*** SUPPLIED RECORDS Section Begins ***
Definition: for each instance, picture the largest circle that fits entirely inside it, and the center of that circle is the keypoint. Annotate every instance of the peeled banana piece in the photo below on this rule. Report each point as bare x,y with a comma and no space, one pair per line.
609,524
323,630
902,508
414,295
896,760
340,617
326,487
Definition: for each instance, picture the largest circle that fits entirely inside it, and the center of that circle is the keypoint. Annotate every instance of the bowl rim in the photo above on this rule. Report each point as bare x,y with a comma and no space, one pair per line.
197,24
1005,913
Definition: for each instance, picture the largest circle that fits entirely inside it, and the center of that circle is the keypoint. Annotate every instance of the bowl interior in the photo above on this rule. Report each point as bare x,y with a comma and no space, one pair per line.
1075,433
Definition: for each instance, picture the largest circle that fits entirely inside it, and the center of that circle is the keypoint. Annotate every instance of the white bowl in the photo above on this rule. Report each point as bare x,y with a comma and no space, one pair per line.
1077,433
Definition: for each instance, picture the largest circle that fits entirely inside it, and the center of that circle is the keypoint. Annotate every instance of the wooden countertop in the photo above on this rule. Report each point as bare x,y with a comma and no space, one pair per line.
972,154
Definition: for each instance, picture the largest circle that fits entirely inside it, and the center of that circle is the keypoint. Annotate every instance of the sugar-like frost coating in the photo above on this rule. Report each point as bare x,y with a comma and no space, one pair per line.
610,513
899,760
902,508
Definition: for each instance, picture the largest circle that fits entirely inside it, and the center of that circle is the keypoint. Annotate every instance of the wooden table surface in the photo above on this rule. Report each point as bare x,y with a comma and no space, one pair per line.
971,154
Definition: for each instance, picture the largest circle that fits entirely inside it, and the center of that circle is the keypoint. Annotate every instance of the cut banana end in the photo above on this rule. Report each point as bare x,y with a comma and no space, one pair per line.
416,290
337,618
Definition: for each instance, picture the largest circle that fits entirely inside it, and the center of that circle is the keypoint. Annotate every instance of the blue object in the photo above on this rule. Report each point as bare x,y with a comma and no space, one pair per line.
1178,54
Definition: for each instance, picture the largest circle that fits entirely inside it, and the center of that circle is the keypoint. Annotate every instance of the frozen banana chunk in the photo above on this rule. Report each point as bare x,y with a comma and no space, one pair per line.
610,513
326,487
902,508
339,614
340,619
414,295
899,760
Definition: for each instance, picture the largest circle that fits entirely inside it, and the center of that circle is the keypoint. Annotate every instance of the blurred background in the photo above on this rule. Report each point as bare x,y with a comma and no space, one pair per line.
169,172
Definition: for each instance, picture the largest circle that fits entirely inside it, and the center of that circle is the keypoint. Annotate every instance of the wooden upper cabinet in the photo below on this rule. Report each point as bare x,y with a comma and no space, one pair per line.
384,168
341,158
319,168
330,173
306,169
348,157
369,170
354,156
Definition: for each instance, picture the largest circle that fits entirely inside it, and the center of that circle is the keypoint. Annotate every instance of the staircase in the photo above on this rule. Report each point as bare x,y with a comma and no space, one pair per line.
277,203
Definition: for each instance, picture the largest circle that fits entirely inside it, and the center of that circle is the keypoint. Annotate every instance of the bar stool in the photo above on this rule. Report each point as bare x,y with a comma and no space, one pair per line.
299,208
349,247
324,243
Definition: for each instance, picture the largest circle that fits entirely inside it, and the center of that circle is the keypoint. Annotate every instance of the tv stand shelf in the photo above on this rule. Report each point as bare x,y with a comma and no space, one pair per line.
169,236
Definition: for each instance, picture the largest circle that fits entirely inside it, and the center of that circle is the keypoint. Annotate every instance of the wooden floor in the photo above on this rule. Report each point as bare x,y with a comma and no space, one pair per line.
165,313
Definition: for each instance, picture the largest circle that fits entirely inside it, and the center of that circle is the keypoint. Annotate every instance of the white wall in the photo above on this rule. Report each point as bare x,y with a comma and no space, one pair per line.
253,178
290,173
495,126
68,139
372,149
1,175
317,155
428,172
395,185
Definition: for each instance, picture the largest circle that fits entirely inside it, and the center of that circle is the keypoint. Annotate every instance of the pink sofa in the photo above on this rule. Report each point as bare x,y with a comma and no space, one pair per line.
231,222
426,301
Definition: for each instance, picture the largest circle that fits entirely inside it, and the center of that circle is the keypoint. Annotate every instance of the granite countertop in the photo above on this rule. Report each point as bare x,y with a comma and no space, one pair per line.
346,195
*** SUPPLIED RECORDS Section Ends ***
The complete listing is to be repeated word for word.

● **WRITTEN ANSWER**
Definition: for each instance, picture the largest circle that fits entirely inside it, and the center of that circle is the keypoint. Annotate every instance of the peeled banana piece in the photo below on this rule. Report each point as bare x,y with a comma and no space, one pair per line.
609,524
323,630
902,508
414,295
896,760
340,617
326,487
Definition: for each instance, picture the largest circle that fits entirely inside it, and the center of that circle is the keypoint. Annotate every instance of the bowl rim in the photo above on this rule. Report each point as bare x,y with a comma and no space, one pair per line.
197,24
1005,913
Definition: for each instance, picture the largest circle that fits entirely inside it, and the center of that circle is the keypoint. Annotate every instance of the bowl interior in the photo above on this rule. Report each point as bare x,y with a comma and no space, one pair per line.
1075,433
Definition: for each instance, picture the largest circle that fits entirely inside it, and the center of that circle is the keypoint. Annotate every instance of the white bowl in the photo above on this rule. Report each point as bare x,y with a comma and no space, one pair per line.
1077,433
Definition: for each instance, picture the largest circle that fits entirely inside it, and the center of that circle is the keypoint. Annotate every instance of the wooden countertop in the photo above on this rule. Report each point as bare x,y with a comma and no space, one pair per line.
972,154
Definition: for each instance, picture the largest circle that fits entirely inside it, and the center of that circle is the keypoint. Annotate every instance of the sugar-like frost coating in the photo above on this rule. Report each point as bare x,y with a comma and no space, one pair per line.
610,513
899,760
902,508
Definition: for each instance, picture the largest circle that fits entirely inside it, and the center of that circle is the keypoint. Annotate every instance of the wooden table surface in the photo above on this rule. Report each point as bare x,y with a comma and no space, one pair per line.
971,154
Definition: for each instance, picture the largest circle that fits entirely inside it, and the center of that circle is the keypoint. Annotate every instance of the cut banana end in the photo above on this rule. Report each point as bare x,y with a comma and no space, one pair per line.
416,290
337,618
Definition: for each instance, picture the largest circle that fits entirely inside it, and the center of that circle is the keypoint. Annotate every instance of the blue object in the photo above on this rule. Report each point as bare x,y with a comma and no space, one pair per line.
1178,54
Definition: for each instance, picture the largest circle that fits entirely inside it, and the center of that circle is the keypoint. Annotate every instance of the frozen banana chunk in the photo above on this rule. Report each point as bare x,y with a comma and no space, one pair per line.
610,513
326,487
902,508
339,614
340,619
414,295
899,760
Definition: for each instance, picture the largest circle that fits entirely inside it, and the center of that circle is the keypoint. Annotate every instance of the blurred background in the photo above on this rule. Report each point as bare x,y with a comma and no space, one pair per line.
169,172
Definition: for each instance, picture the largest circle that fits entirely inside it, and the center of that circle is the keypoint. Annotate every instance of the wooden upper cabinet in the photo below on this rule. Report each point as bare x,y with a comma and no space, one pair per line.
384,168
341,158
319,168
330,173
306,169
348,157
369,170
354,156
Definition: for each instance, picture the largest circle that fits entirely inside it, and the center of that circle is the keypoint. Annotate every instance of the staircase in the photo above on this rule. Report each point as bare x,y with a comma and no space, one pair per line.
277,203
Definition: for each instance, picture the largest circle that fits entirely inside it, and the center of that circle is the keypoint. Annotate every instance of the bar stool in the photo above on this rule. Report each point as bare x,y with a comma and no space, one pair per line.
299,208
349,247
324,243
Definition: for each instance, picture the largest circle that fits entirely inside it, and the center of that circle is the keypoint. Annotate every instance of the tv stand shelf in the photo above on this rule. Report each point as bare x,y with a comma and no space, one pair per line.
169,236
Definition: for each instance, picture the largest circle that fits entirely inside it, and the center of that circle is the keypoint. Annotate every instance of the wooden floor in the photo above on this rule. Report each point as bare x,y with a comma and no space, one pair per line.
165,313
Definition: for each instance, picture the largest circle that fits entirely inside it, and the center of that circle is the keypoint. Annotate every instance of the white wall in the photo above on this rule. Report each point as bare x,y with a comma and no space, one pair per line.
253,178
290,173
495,126
68,139
372,149
1,175
317,155
428,172
395,185
Definition: for each instance, picture the largest circle that fits entirely inside it, and the center of that circle is the keypoint. Annotate every instance of the pink sofa in the photo above on this rule. Report each point as bare x,y with a comma and no space, one pair per line.
231,222
426,301
Definition: for each instance, picture the largest circle that fits entirely inside it, and the center of that circle is the keypoint. Annotate every instance of the granite countertop in the photo above on this rule. Report each point as bare x,y with a comma and no space, one pair per line.
346,195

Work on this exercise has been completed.